Given exercise: Repeat each of the entries below word for word, with no changes.

Task data:
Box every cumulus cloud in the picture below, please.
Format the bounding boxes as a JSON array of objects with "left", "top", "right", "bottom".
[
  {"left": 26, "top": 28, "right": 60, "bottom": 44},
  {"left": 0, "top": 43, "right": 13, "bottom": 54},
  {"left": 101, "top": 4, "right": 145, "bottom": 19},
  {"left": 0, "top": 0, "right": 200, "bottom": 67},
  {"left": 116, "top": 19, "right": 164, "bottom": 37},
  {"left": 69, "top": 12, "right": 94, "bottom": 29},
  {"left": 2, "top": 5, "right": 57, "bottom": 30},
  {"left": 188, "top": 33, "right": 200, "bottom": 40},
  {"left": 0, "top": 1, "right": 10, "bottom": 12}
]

Result for this exercise:
Box every cumulus cloud in the picture below, please.
Format the bounding boxes as a JSON array of objects with "left", "top", "right", "bottom".
[
  {"left": 26, "top": 28, "right": 60, "bottom": 44},
  {"left": 0, "top": 43, "right": 13, "bottom": 54},
  {"left": 101, "top": 4, "right": 145, "bottom": 19},
  {"left": 0, "top": 0, "right": 200, "bottom": 67},
  {"left": 116, "top": 19, "right": 164, "bottom": 37},
  {"left": 69, "top": 12, "right": 94, "bottom": 29},
  {"left": 2, "top": 5, "right": 57, "bottom": 30},
  {"left": 188, "top": 33, "right": 200, "bottom": 40},
  {"left": 0, "top": 1, "right": 10, "bottom": 12}
]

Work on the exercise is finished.